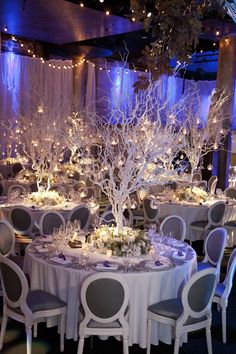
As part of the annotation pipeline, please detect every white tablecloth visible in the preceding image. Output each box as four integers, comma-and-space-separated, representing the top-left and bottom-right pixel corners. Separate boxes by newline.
24, 245, 196, 348
160, 203, 236, 241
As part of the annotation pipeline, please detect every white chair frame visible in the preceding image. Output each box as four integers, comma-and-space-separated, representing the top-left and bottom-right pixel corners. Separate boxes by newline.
213, 249, 236, 343
9, 205, 34, 237
146, 268, 216, 354
160, 215, 186, 241
199, 227, 227, 281
0, 256, 66, 354
39, 211, 66, 235
0, 220, 15, 257
190, 201, 226, 249
77, 272, 129, 354
68, 204, 91, 231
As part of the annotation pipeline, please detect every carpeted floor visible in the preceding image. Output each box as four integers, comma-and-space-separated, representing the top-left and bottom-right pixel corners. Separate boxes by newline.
1, 244, 236, 354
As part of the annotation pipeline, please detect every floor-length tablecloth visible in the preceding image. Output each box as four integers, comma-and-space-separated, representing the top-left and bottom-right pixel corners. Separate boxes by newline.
24, 246, 196, 348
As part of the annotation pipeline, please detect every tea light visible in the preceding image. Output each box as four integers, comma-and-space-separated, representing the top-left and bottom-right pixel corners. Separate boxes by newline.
106, 250, 112, 257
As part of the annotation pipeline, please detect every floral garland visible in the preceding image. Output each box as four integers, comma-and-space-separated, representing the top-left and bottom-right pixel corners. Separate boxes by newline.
91, 225, 151, 256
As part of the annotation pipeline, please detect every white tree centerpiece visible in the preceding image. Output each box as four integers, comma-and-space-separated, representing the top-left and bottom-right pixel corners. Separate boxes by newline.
74, 74, 188, 232
14, 105, 67, 191
183, 89, 229, 180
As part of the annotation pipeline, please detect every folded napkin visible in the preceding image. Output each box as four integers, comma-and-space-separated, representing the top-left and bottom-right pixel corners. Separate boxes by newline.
96, 261, 119, 270
40, 235, 52, 242
145, 260, 169, 270
35, 245, 49, 253
172, 251, 186, 259
50, 255, 71, 264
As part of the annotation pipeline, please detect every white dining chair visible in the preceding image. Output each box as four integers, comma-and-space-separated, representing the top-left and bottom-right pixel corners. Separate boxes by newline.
147, 268, 216, 354
77, 273, 129, 354
190, 201, 226, 249
0, 256, 66, 354
197, 227, 227, 281
208, 176, 218, 194
160, 215, 186, 241
225, 187, 236, 199
213, 249, 236, 343
39, 211, 66, 235
68, 204, 91, 231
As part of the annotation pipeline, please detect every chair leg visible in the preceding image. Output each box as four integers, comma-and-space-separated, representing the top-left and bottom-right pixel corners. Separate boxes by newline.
0, 314, 7, 350
77, 337, 84, 354
123, 338, 129, 354
146, 320, 152, 354
221, 307, 227, 343
174, 336, 179, 354
34, 322, 38, 338
206, 326, 212, 354
60, 315, 65, 352
25, 326, 32, 354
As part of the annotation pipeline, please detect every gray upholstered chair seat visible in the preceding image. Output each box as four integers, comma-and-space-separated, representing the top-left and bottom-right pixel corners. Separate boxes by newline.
215, 283, 226, 297
26, 290, 66, 313
197, 262, 215, 271
148, 298, 183, 320
224, 220, 236, 227
191, 220, 208, 228
148, 298, 207, 325
88, 320, 121, 328
132, 208, 144, 217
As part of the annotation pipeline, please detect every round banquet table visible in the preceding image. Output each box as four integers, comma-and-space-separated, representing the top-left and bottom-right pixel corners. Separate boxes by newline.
24, 243, 197, 348
159, 200, 236, 241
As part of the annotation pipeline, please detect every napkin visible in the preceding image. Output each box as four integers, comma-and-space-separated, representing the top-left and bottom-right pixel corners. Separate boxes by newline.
35, 245, 49, 253
172, 251, 186, 259
145, 261, 168, 270
50, 256, 71, 264
96, 261, 119, 270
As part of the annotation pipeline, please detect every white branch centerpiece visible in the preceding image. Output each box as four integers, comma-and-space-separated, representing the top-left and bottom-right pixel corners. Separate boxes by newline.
183, 88, 229, 180
14, 105, 67, 197
73, 72, 189, 234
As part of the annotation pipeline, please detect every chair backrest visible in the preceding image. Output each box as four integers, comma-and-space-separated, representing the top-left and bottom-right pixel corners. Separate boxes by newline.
0, 256, 31, 314
181, 268, 216, 322
12, 162, 24, 175
0, 220, 15, 257
81, 273, 129, 324
208, 176, 218, 194
192, 172, 202, 182
0, 181, 5, 196
225, 187, 236, 199
101, 210, 116, 226
205, 227, 227, 266
39, 211, 66, 235
9, 205, 34, 235
208, 201, 226, 226
160, 215, 186, 241
143, 196, 159, 222
224, 248, 236, 297
197, 180, 207, 191
68, 205, 91, 230
7, 184, 26, 196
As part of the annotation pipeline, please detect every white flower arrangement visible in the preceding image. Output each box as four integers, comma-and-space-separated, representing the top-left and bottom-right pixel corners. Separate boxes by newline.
175, 187, 209, 203
28, 191, 65, 205
91, 225, 151, 256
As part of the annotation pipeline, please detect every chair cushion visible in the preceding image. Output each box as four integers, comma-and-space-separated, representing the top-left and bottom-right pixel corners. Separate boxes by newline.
26, 290, 66, 313
215, 283, 225, 297
88, 320, 121, 328
224, 220, 236, 227
197, 262, 215, 271
190, 220, 208, 229
148, 298, 183, 320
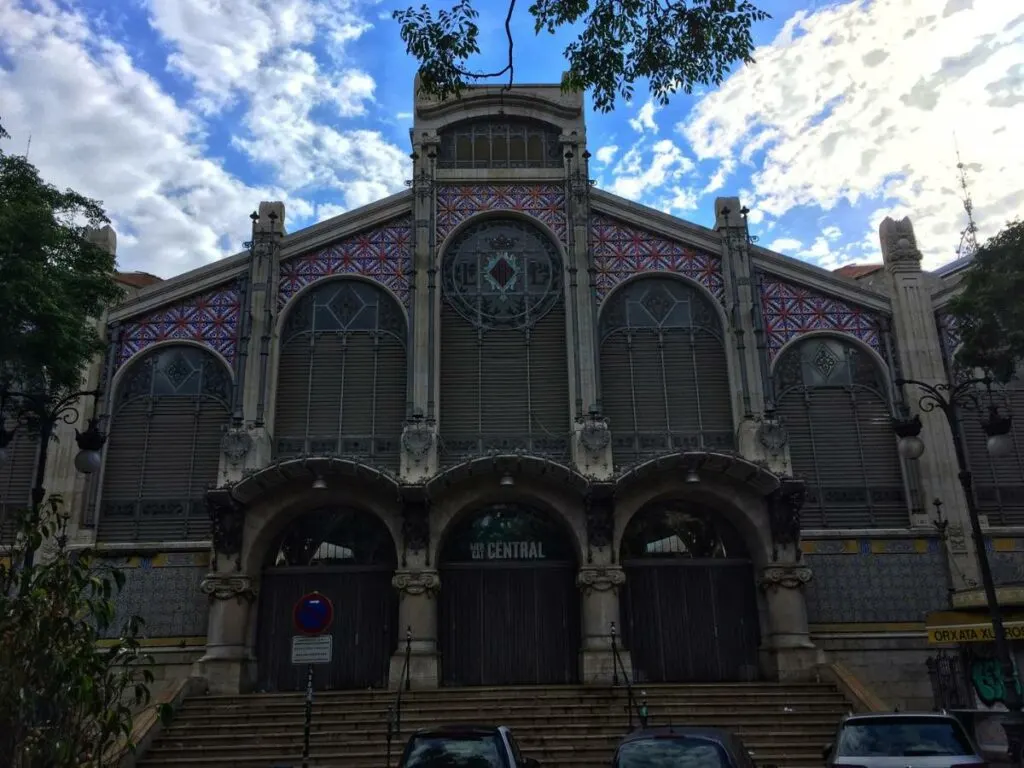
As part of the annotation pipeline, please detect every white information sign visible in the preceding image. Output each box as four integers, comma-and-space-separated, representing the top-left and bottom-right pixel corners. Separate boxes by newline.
292, 635, 334, 664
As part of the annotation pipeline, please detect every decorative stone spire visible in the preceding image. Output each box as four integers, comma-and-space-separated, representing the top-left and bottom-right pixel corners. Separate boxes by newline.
879, 216, 921, 269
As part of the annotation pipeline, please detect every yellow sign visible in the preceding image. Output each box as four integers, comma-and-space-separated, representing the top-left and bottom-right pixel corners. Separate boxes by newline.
927, 610, 1024, 645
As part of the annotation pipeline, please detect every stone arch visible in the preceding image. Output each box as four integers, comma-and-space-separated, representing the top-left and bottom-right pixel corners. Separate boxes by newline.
597, 272, 738, 466
435, 219, 572, 466
96, 343, 233, 542
771, 333, 909, 528
272, 274, 409, 469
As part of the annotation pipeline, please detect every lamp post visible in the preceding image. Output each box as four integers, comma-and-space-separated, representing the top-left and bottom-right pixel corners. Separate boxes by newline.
893, 376, 1024, 764
0, 389, 106, 567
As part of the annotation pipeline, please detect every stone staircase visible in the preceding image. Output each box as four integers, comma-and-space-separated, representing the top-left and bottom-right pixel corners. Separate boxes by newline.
138, 683, 849, 768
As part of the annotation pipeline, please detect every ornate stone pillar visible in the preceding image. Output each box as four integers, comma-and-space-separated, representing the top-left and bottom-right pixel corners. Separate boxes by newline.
759, 562, 822, 681
388, 568, 441, 688
199, 571, 256, 693
577, 564, 631, 684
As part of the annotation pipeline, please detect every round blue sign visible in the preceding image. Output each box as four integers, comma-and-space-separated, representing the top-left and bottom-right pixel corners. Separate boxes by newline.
292, 592, 334, 635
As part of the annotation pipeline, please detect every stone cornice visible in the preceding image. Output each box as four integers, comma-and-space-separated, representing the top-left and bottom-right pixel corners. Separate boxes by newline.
————
§ **GOAL OF THE EXERCISE**: How many lines in the rows above contain the string "yellow"? Case matters; reply with only the number.

§ **FULL RESPONSE**: 1